▶ SUPPLIED TEXT:
First, a bit of confusion. 403(b) plans are qualified retirement plans (much like a 401(k)). One cannot simply roll an annuity into a 403(b). Was the rolled annuity previously part of another 403(b) plan?
We have our money in four mf companies -- Janus, AIM, Putnam, Oppenheimer. Lots of high fees in some of these funds. Regardless of their individual performance records...my question is...are we spread too thin? Is four companies, with three mfs per company too many?
Depends on the criteria. You clearly have more funds than necessary for diversification purposes. It may be a pain for record-keeping purposes, though this is less important here than if they were held in a taxable brokerage account. If any of the funds charges a flat fee quarterly, annually, etc. rather than merely a % of assets, holding that many funds may well be financially wasteful.
I'm asking because we want to also now include a low-fee Vanguard Index fund but we're afraid we're spreading ourselves too thin. We can't pull the money and pay another withdrawal fine.
First, where are you going to hold this Index fund? If you're looking to buy in a taxable account, I'd say go for it-- no benefit to holding 1 fund in 2 accounts vs. 2 different funds in those same 2 accounts. If you're able to buy the fund through the 403(b), why not move some of the money invested in the other funds in the 403(b) to the Vanguard? Moving money between funds in a 403(b) shouldn't be a taxable event and shouldn't cause a fine. Of course, as per my initial comment, I'm a little confused as to exactly what your $80k is currently tied up in, which may severely impact this advice.

▶ WORK INSTRUCTIONS:
In the retirement plan discussion, which four mutual fund companies is the money spread across? The listing that comes next is separate from the retirement plan discussion.

▶ MATERIAL SUPPLIED:

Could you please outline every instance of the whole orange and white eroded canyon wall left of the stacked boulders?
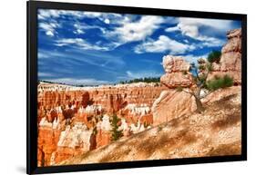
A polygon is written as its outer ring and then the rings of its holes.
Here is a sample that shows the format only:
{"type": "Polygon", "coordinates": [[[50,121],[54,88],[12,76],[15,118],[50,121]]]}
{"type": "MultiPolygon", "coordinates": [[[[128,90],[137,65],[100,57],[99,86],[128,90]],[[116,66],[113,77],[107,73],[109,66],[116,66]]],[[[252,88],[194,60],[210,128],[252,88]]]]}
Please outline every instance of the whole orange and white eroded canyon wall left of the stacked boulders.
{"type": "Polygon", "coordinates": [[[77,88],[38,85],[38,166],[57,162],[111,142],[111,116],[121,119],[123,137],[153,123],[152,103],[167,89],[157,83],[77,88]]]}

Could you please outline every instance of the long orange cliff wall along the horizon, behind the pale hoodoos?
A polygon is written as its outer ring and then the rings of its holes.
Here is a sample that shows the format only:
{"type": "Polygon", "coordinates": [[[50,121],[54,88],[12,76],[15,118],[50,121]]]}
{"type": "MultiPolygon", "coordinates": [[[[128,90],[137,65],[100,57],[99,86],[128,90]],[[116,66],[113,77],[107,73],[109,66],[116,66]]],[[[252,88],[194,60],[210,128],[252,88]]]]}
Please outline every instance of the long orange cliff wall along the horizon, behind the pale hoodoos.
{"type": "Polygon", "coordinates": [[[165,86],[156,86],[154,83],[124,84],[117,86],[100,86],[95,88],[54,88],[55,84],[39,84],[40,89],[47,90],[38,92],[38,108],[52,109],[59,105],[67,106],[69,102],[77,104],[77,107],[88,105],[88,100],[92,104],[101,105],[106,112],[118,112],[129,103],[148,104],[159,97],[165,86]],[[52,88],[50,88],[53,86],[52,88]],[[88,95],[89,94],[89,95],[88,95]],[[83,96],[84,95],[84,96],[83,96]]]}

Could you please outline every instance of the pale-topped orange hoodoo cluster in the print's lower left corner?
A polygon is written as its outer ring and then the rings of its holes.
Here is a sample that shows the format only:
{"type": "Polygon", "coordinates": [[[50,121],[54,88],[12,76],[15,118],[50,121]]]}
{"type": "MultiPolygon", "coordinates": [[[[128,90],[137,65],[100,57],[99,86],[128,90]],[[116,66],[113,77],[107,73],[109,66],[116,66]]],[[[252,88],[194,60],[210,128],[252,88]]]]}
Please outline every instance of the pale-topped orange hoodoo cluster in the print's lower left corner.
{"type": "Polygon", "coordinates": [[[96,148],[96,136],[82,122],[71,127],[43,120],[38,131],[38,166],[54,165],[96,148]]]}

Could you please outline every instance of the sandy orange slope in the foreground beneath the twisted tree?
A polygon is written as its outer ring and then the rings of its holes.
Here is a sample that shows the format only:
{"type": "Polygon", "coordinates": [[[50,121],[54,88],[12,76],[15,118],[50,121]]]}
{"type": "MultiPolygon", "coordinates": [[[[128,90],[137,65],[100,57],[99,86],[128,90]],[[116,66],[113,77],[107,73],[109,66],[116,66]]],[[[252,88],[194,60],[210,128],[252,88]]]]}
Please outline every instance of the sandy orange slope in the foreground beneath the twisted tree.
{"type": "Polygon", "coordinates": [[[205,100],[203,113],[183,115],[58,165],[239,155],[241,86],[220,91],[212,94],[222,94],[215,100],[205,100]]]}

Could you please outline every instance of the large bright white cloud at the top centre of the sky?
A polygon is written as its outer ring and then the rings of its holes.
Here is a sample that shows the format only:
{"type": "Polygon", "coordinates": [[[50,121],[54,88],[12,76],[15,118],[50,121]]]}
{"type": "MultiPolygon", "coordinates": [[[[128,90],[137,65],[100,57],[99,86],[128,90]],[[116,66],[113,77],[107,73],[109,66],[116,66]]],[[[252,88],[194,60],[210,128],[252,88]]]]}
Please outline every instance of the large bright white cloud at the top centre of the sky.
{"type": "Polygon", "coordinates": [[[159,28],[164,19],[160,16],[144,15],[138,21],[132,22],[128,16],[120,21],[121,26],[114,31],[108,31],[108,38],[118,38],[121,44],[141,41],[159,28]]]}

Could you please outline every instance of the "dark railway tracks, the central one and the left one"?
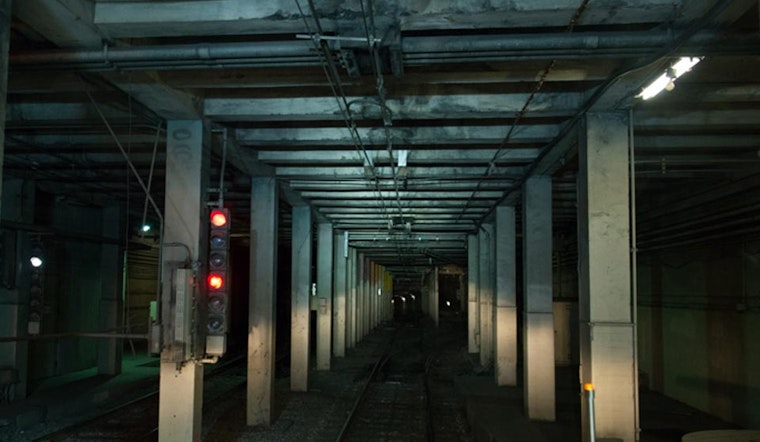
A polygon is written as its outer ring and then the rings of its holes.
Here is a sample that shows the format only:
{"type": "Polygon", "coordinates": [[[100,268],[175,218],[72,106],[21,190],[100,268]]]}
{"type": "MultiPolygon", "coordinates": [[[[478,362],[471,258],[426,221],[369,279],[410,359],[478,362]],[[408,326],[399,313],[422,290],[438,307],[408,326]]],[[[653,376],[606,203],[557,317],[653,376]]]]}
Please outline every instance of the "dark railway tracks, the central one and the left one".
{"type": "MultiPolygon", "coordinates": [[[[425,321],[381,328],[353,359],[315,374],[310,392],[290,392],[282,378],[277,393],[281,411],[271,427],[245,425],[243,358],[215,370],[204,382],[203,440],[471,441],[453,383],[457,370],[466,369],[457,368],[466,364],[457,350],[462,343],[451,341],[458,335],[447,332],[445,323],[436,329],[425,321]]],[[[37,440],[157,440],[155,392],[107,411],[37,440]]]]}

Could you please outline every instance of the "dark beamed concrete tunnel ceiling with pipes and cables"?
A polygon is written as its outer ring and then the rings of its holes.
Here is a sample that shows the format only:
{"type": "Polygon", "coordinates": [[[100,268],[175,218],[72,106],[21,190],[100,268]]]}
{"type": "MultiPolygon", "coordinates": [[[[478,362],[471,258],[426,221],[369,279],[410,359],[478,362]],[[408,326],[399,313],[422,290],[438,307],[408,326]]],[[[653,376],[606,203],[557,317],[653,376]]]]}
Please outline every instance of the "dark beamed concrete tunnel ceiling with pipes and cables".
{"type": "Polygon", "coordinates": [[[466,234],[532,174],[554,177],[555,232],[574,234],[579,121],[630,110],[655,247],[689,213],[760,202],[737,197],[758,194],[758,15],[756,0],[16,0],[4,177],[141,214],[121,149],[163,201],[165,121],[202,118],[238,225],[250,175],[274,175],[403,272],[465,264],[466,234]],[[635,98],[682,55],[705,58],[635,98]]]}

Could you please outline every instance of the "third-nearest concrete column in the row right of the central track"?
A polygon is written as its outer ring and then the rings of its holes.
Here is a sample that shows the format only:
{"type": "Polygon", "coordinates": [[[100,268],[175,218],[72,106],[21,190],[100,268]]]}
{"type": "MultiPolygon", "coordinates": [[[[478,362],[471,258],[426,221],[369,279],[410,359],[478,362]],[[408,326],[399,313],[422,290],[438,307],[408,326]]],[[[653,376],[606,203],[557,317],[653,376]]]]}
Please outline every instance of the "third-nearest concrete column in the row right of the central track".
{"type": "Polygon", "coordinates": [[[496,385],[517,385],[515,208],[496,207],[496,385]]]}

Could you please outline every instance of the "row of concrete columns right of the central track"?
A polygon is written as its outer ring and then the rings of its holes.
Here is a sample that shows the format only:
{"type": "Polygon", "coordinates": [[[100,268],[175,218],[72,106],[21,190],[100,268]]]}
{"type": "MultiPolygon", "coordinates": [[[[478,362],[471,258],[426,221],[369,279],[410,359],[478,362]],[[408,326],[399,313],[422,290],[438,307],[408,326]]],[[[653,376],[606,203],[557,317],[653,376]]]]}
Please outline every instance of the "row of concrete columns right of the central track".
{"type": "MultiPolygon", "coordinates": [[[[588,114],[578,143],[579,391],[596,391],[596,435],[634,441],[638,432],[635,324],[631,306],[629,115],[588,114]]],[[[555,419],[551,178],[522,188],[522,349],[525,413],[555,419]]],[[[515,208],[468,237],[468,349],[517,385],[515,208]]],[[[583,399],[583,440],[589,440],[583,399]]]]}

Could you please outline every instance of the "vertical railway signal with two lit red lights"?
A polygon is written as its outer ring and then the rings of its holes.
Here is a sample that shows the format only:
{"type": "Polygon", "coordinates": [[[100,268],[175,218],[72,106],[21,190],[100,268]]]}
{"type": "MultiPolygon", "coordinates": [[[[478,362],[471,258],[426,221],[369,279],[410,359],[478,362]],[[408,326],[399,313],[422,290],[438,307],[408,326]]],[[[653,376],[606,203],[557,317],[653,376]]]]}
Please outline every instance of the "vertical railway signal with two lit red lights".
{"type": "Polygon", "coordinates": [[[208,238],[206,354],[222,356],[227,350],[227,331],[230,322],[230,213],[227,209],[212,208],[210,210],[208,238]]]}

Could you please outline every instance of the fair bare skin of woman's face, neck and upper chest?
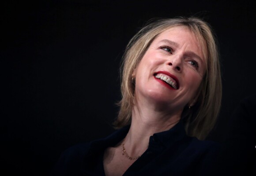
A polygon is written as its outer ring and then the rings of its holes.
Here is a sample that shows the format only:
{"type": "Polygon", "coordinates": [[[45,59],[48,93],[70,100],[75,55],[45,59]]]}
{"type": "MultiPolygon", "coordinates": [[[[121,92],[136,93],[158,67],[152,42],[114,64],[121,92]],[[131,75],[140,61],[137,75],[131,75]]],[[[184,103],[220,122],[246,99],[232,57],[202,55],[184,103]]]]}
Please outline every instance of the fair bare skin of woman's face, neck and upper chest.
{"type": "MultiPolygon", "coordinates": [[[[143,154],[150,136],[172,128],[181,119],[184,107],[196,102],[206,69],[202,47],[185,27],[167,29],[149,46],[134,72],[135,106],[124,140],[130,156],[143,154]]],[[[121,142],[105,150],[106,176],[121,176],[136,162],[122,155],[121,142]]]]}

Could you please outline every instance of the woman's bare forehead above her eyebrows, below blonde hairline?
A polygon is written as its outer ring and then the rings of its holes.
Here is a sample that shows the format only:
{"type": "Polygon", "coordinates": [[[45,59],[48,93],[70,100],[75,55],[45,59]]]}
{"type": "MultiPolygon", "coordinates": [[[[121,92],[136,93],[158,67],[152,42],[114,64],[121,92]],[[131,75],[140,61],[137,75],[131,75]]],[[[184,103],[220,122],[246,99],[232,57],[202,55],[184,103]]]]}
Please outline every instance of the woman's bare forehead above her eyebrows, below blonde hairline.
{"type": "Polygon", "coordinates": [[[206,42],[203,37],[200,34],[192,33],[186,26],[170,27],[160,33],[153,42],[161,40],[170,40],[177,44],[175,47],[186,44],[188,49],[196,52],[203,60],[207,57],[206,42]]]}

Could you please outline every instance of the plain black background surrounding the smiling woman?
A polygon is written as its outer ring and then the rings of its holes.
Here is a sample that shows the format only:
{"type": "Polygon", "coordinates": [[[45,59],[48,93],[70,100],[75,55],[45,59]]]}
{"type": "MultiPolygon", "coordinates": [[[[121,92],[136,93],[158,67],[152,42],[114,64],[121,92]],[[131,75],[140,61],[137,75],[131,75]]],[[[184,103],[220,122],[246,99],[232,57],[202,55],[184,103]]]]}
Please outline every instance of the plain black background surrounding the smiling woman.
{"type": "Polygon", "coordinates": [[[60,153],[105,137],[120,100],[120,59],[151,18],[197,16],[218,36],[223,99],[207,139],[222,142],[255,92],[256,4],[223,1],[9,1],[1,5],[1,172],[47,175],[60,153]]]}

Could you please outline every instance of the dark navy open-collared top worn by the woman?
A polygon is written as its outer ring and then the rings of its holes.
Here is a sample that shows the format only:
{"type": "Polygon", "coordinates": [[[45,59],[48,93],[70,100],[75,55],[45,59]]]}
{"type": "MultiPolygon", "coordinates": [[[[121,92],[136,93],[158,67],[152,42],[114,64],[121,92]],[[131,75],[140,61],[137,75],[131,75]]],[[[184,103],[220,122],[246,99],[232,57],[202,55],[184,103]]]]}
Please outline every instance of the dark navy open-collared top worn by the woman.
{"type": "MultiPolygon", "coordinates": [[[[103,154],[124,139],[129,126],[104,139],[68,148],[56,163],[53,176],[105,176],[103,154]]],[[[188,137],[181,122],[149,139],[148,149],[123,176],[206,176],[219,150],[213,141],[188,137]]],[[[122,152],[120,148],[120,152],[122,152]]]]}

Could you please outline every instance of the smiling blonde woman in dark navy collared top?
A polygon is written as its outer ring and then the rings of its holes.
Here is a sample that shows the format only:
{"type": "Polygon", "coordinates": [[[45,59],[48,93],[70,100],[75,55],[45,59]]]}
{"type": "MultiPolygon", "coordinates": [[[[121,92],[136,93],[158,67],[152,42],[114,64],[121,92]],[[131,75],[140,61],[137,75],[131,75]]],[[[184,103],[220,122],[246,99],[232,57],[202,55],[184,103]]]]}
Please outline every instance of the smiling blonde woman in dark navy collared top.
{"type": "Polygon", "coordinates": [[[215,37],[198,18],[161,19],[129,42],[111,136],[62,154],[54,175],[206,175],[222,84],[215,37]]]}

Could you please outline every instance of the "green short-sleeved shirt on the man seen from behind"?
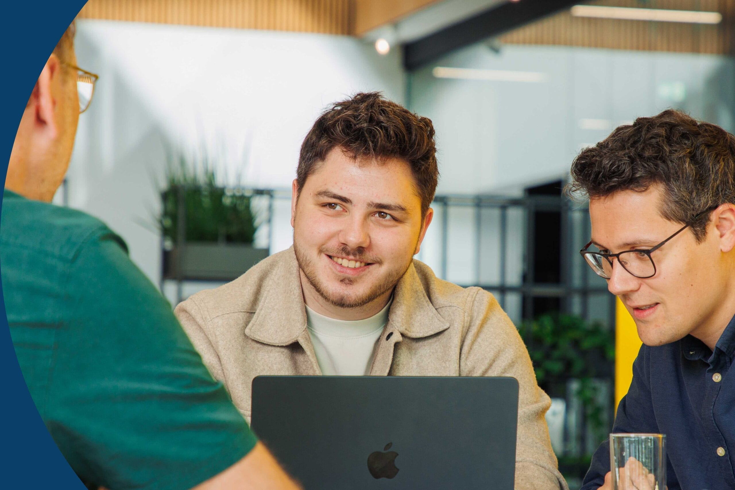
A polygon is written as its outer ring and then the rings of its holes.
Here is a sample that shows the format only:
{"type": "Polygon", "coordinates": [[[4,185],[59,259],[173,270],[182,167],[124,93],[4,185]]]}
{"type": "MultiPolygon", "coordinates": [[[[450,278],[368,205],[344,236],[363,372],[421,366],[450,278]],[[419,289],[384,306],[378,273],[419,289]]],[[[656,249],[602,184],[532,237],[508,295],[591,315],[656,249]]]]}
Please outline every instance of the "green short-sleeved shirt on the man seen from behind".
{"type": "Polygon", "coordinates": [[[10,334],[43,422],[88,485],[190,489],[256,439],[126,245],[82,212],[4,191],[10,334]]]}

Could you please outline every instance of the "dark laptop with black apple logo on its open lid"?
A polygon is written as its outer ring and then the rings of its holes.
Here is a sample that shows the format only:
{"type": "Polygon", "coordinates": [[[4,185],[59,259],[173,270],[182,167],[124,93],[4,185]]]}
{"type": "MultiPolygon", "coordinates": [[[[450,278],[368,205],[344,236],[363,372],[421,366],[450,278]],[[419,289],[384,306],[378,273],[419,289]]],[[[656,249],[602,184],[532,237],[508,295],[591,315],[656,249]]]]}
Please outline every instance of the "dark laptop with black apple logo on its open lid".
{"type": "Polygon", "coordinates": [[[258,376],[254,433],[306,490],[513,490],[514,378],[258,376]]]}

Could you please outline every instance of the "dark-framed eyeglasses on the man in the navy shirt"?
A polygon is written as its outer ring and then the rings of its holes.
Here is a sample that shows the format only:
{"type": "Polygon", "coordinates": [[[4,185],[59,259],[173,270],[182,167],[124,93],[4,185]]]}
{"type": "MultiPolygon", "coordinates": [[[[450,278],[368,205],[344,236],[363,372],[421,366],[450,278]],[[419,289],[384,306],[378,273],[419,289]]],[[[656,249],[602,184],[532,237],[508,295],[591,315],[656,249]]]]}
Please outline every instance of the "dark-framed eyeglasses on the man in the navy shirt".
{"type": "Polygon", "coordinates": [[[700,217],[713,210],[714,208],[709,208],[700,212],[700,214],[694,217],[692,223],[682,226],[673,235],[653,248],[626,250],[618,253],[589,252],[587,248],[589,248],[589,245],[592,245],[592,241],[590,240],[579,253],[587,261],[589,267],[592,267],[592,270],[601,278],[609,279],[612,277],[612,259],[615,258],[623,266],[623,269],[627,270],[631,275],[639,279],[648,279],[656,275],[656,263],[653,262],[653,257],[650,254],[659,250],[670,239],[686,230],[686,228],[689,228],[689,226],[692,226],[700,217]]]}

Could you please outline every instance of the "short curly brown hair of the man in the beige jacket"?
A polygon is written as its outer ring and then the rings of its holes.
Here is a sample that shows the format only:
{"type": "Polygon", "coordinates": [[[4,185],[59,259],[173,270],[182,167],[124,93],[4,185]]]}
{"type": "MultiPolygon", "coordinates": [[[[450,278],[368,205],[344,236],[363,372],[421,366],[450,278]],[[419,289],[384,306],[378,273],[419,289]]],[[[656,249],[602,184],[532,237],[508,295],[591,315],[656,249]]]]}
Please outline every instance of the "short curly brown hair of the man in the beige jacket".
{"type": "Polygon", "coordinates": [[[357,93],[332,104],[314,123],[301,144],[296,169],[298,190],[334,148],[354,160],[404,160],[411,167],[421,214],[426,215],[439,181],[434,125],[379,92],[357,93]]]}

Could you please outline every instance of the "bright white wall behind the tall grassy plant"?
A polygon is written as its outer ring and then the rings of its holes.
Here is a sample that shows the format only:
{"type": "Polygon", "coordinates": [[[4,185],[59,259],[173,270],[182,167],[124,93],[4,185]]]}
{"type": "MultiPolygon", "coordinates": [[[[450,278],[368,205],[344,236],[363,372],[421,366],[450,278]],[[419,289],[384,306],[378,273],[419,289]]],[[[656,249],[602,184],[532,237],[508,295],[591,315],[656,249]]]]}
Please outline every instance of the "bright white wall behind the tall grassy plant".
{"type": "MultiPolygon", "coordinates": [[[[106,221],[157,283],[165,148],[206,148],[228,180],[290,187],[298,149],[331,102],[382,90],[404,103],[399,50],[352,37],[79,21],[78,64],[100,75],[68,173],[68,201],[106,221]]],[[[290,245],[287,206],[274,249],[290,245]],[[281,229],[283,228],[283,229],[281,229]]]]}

▶ ANSWER TO THE EXERCISE:
Janus, AIM, Putnam, and Oppenheimer.